═════ Entries supplied ═════

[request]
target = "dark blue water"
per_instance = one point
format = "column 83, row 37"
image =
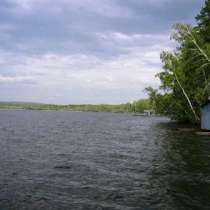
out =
column 64, row 161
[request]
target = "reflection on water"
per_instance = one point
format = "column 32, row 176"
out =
column 63, row 161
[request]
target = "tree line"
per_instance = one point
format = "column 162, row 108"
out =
column 185, row 76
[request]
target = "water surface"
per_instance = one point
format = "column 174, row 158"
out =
column 82, row 161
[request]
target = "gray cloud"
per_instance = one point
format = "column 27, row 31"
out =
column 104, row 46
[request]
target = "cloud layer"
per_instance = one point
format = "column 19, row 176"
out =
column 85, row 51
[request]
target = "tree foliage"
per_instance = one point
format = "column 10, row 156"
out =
column 185, row 77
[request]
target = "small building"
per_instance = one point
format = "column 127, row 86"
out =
column 205, row 116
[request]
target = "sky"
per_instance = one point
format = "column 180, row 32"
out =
column 85, row 51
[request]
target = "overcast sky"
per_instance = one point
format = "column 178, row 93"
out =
column 85, row 51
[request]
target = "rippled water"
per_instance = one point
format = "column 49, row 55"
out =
column 64, row 161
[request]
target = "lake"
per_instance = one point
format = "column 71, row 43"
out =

═════

• Exercise goal
Copy out the data verbatim, with no pictures.

• Task result
[request]
target = "dark blue water"
per_instance = one point
format = "column 83, row 37"
image =
out =
column 64, row 161
[request]
target = "reflection on water"
per_instance = one point
format = "column 32, row 176"
out =
column 63, row 161
[request]
target = "tree line"
per_instance = one point
format = "column 162, row 108"
out =
column 185, row 76
[request]
target = "water surface"
per_instance = one point
format = "column 174, row 158"
out =
column 82, row 161
[request]
target = "gray cloud"
per_instance = one point
format = "column 27, row 31"
out =
column 104, row 46
[request]
target = "cloud layer"
per_instance = one point
format = "column 19, row 176"
out =
column 85, row 51
[request]
target = "tree foliage"
per_instance = one point
format = "column 10, row 156"
out =
column 185, row 77
[request]
target = "small building"
per_instance = one point
format = "column 127, row 86"
out =
column 205, row 116
[request]
target = "sky"
per_instance = one point
format = "column 180, row 32"
out =
column 85, row 51
[request]
target = "overcast sky"
per_instance = one point
format = "column 178, row 93"
out =
column 85, row 51
[request]
target = "rippled water"
per_instance = one point
format = "column 49, row 55"
out =
column 64, row 161
[request]
target = "lake"
per_instance = one point
format = "column 71, row 43"
out =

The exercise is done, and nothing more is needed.